EXERCISE PROMPT
Can you turn the rows below into a JSON list of strings, one string per line, with blank lines dropped and the pictures left out?

EXCERPTED RECORDS
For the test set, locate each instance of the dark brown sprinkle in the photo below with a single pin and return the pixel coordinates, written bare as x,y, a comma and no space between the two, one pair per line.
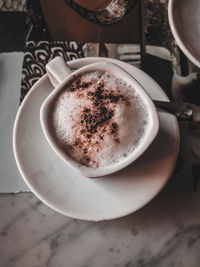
85,85
86,110
117,140
90,93
85,151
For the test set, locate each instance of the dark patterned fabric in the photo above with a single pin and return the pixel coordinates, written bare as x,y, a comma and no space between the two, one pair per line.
111,14
37,55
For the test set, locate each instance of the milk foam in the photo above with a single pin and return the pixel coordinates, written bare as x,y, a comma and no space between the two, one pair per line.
99,119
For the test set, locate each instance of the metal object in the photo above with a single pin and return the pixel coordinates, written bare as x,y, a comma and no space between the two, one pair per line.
181,110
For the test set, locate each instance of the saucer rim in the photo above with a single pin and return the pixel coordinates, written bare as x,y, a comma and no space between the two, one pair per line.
71,214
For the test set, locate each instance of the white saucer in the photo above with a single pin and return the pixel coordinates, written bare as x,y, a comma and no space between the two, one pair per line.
117,195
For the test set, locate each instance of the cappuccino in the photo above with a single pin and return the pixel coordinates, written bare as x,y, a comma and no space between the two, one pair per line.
98,119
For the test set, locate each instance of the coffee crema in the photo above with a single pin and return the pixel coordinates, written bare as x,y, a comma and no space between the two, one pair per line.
98,119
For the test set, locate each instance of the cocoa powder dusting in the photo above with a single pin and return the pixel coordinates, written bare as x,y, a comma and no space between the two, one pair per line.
97,120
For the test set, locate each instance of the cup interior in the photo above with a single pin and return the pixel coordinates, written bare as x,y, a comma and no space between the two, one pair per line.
148,137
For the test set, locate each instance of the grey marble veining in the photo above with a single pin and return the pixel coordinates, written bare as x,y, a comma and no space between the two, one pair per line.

EXERCISE OUTPUT
[
  "For the test set, locate each instance of the dark brown sprinkle in the photo below with a single pin and return the pixel coordinates, written bare as x,y, a comma and no space between the two, one pair per line.",
  "85,85",
  "86,110",
  "117,140",
  "90,93",
  "85,151",
  "For the test set, locate each instance of the dark patterned fabric in the photo above with a single pin and return the pixel coordinates, written bare as x,y, a comma and no space between the two, one pair per line.",
  "111,14",
  "37,55",
  "For the test set, locate each instance of the milk foam in the photo above with a single pin and return the pixel coordinates, written bare as x,y, a comma and no space between the two, one pair per line.",
  "99,119",
  "For the test set, locate each instance of the metal object in the photo above with a single pin and return the pixel coordinates, written bare as x,y, a comma and no space between the two, one pair per line.",
  "181,110",
  "For the test set, locate each instance of the saucer rim in the photo above with a single pin and return the pixel coordinates, written bare as x,y, a comma and no space between the two, one pair per line.",
  "71,214",
  "For the test set, locate each instance of the white saucer in the photo above with a single pin and return the pixel coordinates, written bare as x,y, a comma and no space between the two, one pair per line.",
  "117,195",
  "For the test set, locate each instance of the cappuccino in the photo above with a single pin and return the pixel coordinates, written bare as x,y, a comma and no space between the two, one pair per line.",
  "98,119",
  "For the test set, locate each instance of the coffee crema in the photo above with a single pin and return the pixel coordinates, written bare as x,y, a comma and no space between the two, one pair per line.",
  "98,119",
  "For the test set, locate each instance of the cocoa powder dusting in the photo above with a single pin and return the pixel coordinates, written bare as x,y, a comma and no space between the two, one pair per line.",
  "97,120",
  "For the test set, locate each instance of the cup interior in the photo above with a single pin and return the pixel coordinates, written bare as x,y, a comma and no space between the two, one pair per line.",
  "148,137",
  "For the test set, locate each instance of the grey marble veining in the photo above with a single pin and return the pixel coordinates, written bare as x,y, a comma and no space between the two, one pair per line."
]